» **PROMPT**:
Can you rewrite the listing below with every "even-odd rule" changed to "nonzero winding rule", keeping everything else the same and omitting the pictures?

[Segmentation data]
:::

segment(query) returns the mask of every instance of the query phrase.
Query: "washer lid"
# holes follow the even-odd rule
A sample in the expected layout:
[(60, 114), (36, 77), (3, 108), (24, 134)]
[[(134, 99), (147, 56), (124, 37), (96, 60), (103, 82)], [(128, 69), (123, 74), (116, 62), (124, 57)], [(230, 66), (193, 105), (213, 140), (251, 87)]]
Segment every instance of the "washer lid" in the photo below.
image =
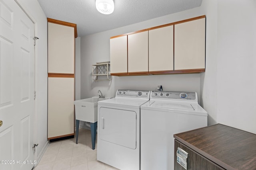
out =
[(179, 109), (186, 110), (195, 110), (190, 104), (173, 103), (171, 102), (154, 102), (150, 106), (167, 109)]
[(152, 100), (140, 106), (141, 111), (146, 110), (188, 114), (207, 116), (207, 112), (197, 102), (166, 101), (164, 100)]
[(98, 102), (98, 105), (104, 105), (124, 107), (138, 108), (140, 106), (148, 101), (148, 99), (130, 98), (118, 98), (116, 97), (110, 99)]

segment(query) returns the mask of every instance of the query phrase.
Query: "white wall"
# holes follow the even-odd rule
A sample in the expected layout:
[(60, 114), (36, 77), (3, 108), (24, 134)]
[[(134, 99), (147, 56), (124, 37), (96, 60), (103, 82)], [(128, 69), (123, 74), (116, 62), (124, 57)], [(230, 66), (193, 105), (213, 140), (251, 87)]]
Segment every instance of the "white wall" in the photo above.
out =
[(255, 0), (206, 0), (201, 8), (207, 18), (201, 104), (208, 124), (256, 133)]
[(75, 71), (75, 98), (81, 99), (81, 38), (76, 38), (76, 68)]
[(17, 0), (36, 22), (36, 35), (39, 38), (36, 47), (36, 110), (34, 122), (36, 158), (40, 158), (47, 141), (47, 20), (37, 0)]
[(206, 71), (201, 74), (201, 105), (208, 112), (208, 125), (217, 123), (217, 1), (204, 0), (202, 12), (206, 16)]
[[(200, 74), (112, 76), (111, 81), (94, 82), (92, 65), (110, 61), (110, 37), (204, 15), (200, 8), (155, 18), (127, 26), (89, 35), (81, 39), (81, 98), (98, 96), (100, 90), (106, 96), (114, 97), (119, 89), (195, 91), (200, 98)], [(111, 66), (111, 65), (110, 65)]]
[(256, 133), (255, 0), (218, 0), (217, 32), (217, 121)]

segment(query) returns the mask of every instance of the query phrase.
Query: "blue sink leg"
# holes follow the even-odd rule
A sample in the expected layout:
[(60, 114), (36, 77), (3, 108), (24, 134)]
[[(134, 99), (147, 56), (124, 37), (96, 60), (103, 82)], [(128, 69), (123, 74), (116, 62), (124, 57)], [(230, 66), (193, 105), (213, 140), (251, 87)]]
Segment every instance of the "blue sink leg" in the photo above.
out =
[(95, 143), (96, 142), (96, 132), (97, 131), (97, 123), (91, 123), (91, 135), (92, 136), (92, 149), (95, 149)]
[(79, 129), (79, 120), (76, 120), (76, 143), (78, 143), (78, 129)]

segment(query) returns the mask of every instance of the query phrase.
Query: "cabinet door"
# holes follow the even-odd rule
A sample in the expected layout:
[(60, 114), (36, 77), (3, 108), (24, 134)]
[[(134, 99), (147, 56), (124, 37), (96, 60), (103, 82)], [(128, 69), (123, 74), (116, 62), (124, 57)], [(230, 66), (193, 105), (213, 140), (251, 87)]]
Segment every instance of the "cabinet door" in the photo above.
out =
[(174, 70), (205, 68), (205, 18), (174, 25)]
[(112, 38), (110, 73), (127, 72), (127, 36)]
[(128, 35), (128, 72), (148, 71), (148, 31)]
[(74, 78), (48, 78), (48, 139), (73, 135)]
[(148, 71), (173, 70), (173, 25), (148, 31)]
[(174, 167), (175, 170), (184, 170), (185, 168), (177, 162), (176, 152), (179, 147), (188, 153), (187, 158), (188, 170), (224, 170), (210, 160), (199, 154), (190, 148), (174, 140)]
[(74, 28), (48, 23), (48, 72), (74, 74)]

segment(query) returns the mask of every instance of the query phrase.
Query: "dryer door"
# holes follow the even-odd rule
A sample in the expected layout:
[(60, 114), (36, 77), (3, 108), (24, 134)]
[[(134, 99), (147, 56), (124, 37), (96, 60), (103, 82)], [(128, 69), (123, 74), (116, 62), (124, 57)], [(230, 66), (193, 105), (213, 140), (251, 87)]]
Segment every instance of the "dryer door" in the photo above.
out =
[(100, 107), (100, 139), (136, 149), (136, 114), (130, 110)]

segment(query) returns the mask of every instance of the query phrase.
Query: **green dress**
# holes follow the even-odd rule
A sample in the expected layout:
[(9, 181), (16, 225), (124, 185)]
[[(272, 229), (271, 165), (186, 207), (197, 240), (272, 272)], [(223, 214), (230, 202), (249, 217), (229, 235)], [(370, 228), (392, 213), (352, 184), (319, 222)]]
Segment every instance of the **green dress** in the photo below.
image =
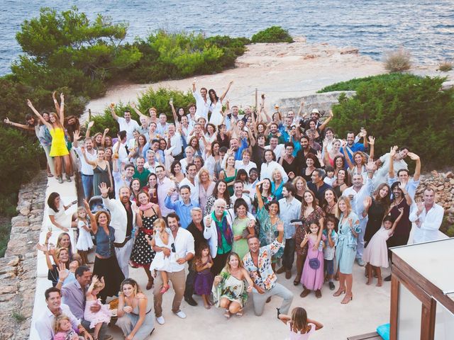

:::

» **ANSWER IN FULL**:
segment(query) returns the mask of every instance of the query phrase.
Query: "washer lid"
# holes follow the nonzero winding rule
A sample in the expected layout:
[(60, 114), (36, 77), (3, 108), (24, 134)]
[[(134, 99), (147, 56), (124, 37), (96, 60), (103, 82)], [(128, 69), (123, 74), (116, 62), (124, 57)], [(230, 66), (193, 105), (213, 140), (251, 87)]]
Segment every instance of the "washer lid" in the photo below.
image =
out =
[(179, 109), (186, 110), (195, 110), (190, 104), (173, 103), (171, 102), (154, 102), (150, 106), (167, 109)]
[(152, 100), (140, 106), (141, 111), (146, 110), (188, 114), (207, 116), (207, 112), (197, 102), (166, 101), (164, 100)]
[(98, 102), (98, 105), (104, 105), (124, 107), (138, 108), (140, 106), (148, 101), (148, 99), (130, 98), (118, 98), (116, 97), (110, 99)]

segment(query) returns the mask of every instance of the query phrase.
Query: "white wall"
# holes follow the nonzero winding rule
A sample in the expected layout:
[(60, 114), (36, 77), (3, 108), (24, 134)]
[[(134, 99), (147, 56), (124, 37), (96, 60), (103, 82)], [(128, 69), (123, 74), (116, 62), (124, 57)], [(230, 66), (193, 105), (213, 140), (251, 87)]]
Segment every instance of the "white wall" in the photo above.
out =
[(255, 0), (206, 0), (201, 8), (207, 18), (201, 104), (208, 124), (256, 133)]
[(75, 71), (75, 98), (81, 99), (81, 38), (76, 38), (76, 68)]
[(17, 0), (36, 22), (36, 35), (39, 38), (36, 47), (36, 110), (34, 122), (36, 158), (40, 158), (47, 141), (47, 20), (37, 0)]
[(206, 71), (201, 74), (201, 105), (208, 112), (208, 125), (217, 123), (217, 1), (204, 0), (202, 12), (206, 16)]
[[(200, 74), (112, 76), (111, 81), (94, 82), (92, 65), (110, 61), (110, 37), (204, 15), (200, 8), (155, 18), (127, 26), (89, 35), (81, 39), (81, 98), (98, 96), (100, 90), (106, 96), (114, 97), (119, 89), (195, 91), (200, 98)], [(111, 66), (111, 65), (110, 65)]]
[(256, 133), (255, 0), (218, 0), (217, 32), (217, 121)]

segment(query) returns the mask of every instance of the query phrase.
Query: "blue sink leg"
# holes follow the nonzero winding rule
A sample in the expected layout:
[(60, 114), (36, 77), (3, 108), (24, 134)]
[[(134, 99), (147, 56), (124, 37), (96, 60), (103, 82)], [(128, 69), (123, 74), (116, 62), (124, 57)], [(230, 66), (193, 105), (213, 140), (251, 87)]]
Segment every instance of the "blue sink leg" in the photo above.
out =
[(95, 143), (96, 142), (96, 132), (97, 131), (97, 123), (91, 123), (91, 135), (92, 136), (92, 149), (95, 149)]
[(79, 129), (79, 120), (76, 120), (76, 143), (78, 143), (78, 129)]

segment(query) returns the mask of every instance of the query phrase.
Query: "cabinet door"
# holes follow the nonzero winding rule
A sample in the expected layout:
[(60, 114), (36, 77), (3, 108), (24, 134)]
[[(134, 99), (147, 56), (124, 37), (96, 60), (103, 82)], [(128, 69), (123, 74), (116, 62), (124, 57)], [(230, 66), (193, 105), (213, 140), (251, 87)]]
Segment every instance of the "cabinet door" in the photo above.
out =
[(174, 70), (205, 68), (205, 18), (174, 25)]
[(112, 38), (110, 73), (127, 72), (127, 36)]
[(128, 35), (128, 72), (148, 71), (148, 31)]
[(74, 78), (48, 78), (48, 139), (73, 135)]
[(148, 71), (173, 70), (173, 25), (148, 31)]
[(174, 167), (175, 170), (184, 170), (185, 168), (177, 162), (176, 152), (179, 147), (188, 153), (187, 158), (188, 170), (224, 170), (210, 160), (199, 154), (190, 148), (174, 140)]
[(74, 28), (48, 23), (48, 72), (74, 74)]

segment(query) returns the mask of every instance of the query phrase.
Query: "dryer door"
# holes follow the nonzero winding rule
A sample in the expected layout:
[(60, 114), (36, 77), (3, 108), (24, 134)]
[[(134, 99), (147, 56), (124, 37), (96, 60), (103, 82)], [(128, 69), (123, 74), (116, 62), (124, 57)], [(230, 66), (193, 105), (213, 140), (251, 87)]]
Segment every instance of the "dryer door" in the photo above.
out =
[(100, 107), (100, 139), (136, 149), (136, 114), (130, 110)]

segment(query) returns the mask of every instance of the query phrase.
Query: **green dress**
# holes follow the nonzero winding rule
A sample in the expected layout:
[(9, 181), (16, 225), (124, 185)]
[[(272, 229), (271, 165), (186, 207), (197, 240), (272, 272)], [(223, 214), (230, 202), (249, 217), (229, 235)], [(370, 228), (392, 213), (352, 184), (319, 222)]]
Segment every instance of the **green dress** in the photo below.
image =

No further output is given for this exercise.